ПРИВЕДЁННЫЙ ОТРЫВОК ::
Вот наиболее общие выводы
Ньютона:
«Существенной частью этого
пророчества является то, что оно не должно быть понято до самого последнего
времени мира. В силу этого то обстоятельство, что пророчество до сих пор ещё не
понято, укрепляет веру в него…
Бог дал это откровение так
же, как и пророчества Ветхого Завета, не ради того, чтобы удовлетворить
любопытство людей, делая их способными предузнавать будущее, но ради того,
чтобы исполнением их на деле явлен был миру святой Промысел Его, а не
проницательность истолкователей…
События оправдают
Откровение; когда же будет подтверждено и понято это пророчество, то раскроется
смысл древних пророков, и всё это вместе даст возможность познать истинную
религию и установить её. И тот, кто желал бы понять древних пророков, должен
начать с Апокалипсиса; но время совершенного уразумения его ещё не пришло, так
как не совершился ещё тот полный мировой переворот, который предсказан в
Откровении…
До той же поры мы должны
довольствоваться истолкованием лишь того, что уже исполнилось».

ЗАДАНИЕ A ::
Ответьте на вопросы по отрывку с выводами Ньютона о пророчестве:
(i) До какого времени, по словам Ньютона, пророчество не должно быть понято?
(ii) С чего должен начать тот, кто желал бы понять древних пророков?
(iii) Чем, по Ньютону, до той поры следует довольствоваться?
ЗАДАНИЕ B :: Продолжите отрывок с выводами Ньютона о пророчестве, начав сразу после его последней фразы.

(Метки точек на объектах)
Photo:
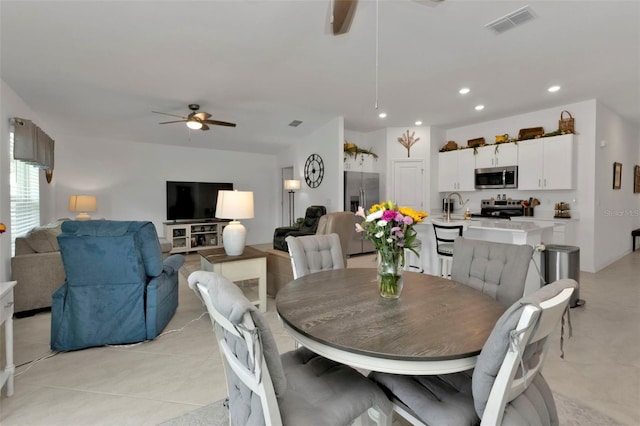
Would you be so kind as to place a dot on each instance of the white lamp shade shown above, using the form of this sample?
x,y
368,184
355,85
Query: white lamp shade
x,y
83,204
234,205
291,184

ОТВЕТ A ::
(i) До самого последнего времени мира.
(ii) С Апокалипсиса.
(iii) Истолкованием лишь того, что уже исполнилось.

ОТВЕТ B ::
Выходит, понять смысл
пророчеств можно только задним числом. Но Иоанн Богослов разворачивает
последовательность событий. Зная их ход, нетрудно предвидеть то, чему суждено
произойти после того, как произошло предсказанное. Если этого сделать нельзя,
то перед нами всего лишь собрание высказываний, толковать которые можно
по-разному.
Мировой переворот по
Апокалипсису должен начаться вскоре после того, как будет повержен зверь из
бездны, и продлиться тысячу лет. Ко времени жизни Ньютона срок этот был уже
давно превзойдён.
Порой кажется, что научные
труды писал один Ньютон, а менее знаменитые богословские — другой, независимый
от первого. Как физик он доказывал, что, кроме относительного времени,
существует абсолютное, подобное потоку (или «стрелы времени»). Как богослов —
допускал предопределённость событий (вопреки относительному времени) и
возможность предвидения будущего (вопреки времени абсолютному).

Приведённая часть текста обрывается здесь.